Job: Reproduce the lines of the records from the one containing "find the dark" through the one containing "[135, 205, 227, 248]", both included. Omit the picture.

-------------------------

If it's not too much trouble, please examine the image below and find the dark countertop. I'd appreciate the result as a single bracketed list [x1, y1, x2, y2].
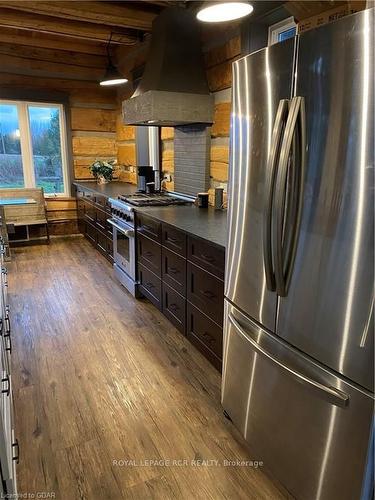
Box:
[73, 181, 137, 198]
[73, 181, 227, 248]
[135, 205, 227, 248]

-------------------------

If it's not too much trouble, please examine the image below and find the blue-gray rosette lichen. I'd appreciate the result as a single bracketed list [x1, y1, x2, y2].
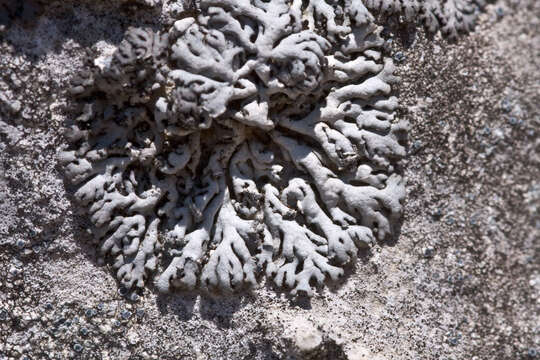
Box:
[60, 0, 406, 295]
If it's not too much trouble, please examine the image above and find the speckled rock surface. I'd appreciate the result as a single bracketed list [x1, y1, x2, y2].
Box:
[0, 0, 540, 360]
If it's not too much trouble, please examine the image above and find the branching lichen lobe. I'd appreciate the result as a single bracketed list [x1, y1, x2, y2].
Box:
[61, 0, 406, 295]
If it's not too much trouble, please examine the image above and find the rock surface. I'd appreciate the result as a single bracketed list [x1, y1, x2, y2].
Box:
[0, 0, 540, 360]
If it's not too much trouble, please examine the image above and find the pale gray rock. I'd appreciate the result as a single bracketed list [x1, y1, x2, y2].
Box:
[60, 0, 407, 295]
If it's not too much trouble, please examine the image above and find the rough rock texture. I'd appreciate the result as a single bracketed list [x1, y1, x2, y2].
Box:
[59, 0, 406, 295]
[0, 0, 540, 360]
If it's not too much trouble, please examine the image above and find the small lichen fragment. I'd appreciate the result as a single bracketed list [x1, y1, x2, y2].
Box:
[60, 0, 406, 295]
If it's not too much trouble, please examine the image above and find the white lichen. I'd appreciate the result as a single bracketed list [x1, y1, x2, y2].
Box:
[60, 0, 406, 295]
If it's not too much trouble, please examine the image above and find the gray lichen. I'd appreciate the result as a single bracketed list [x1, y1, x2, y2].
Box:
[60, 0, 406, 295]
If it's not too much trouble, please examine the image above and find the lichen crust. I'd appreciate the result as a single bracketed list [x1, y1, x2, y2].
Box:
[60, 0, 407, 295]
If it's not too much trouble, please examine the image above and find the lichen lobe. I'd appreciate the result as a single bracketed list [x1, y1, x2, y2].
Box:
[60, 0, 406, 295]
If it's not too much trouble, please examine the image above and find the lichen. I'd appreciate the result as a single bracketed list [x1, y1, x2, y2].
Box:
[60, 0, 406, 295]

-------------------------

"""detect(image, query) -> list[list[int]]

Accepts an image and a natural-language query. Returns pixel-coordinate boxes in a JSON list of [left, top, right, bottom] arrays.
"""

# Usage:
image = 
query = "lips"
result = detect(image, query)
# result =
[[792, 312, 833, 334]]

-------------------------

Written reply:
If it's not too much trouble, please examine the image below and find the dark countertop. I'd appreciate the result as a single bracketed list [x1, y1, x2, y2].
Box:
[73, 181, 137, 198]
[73, 181, 227, 248]
[135, 205, 227, 248]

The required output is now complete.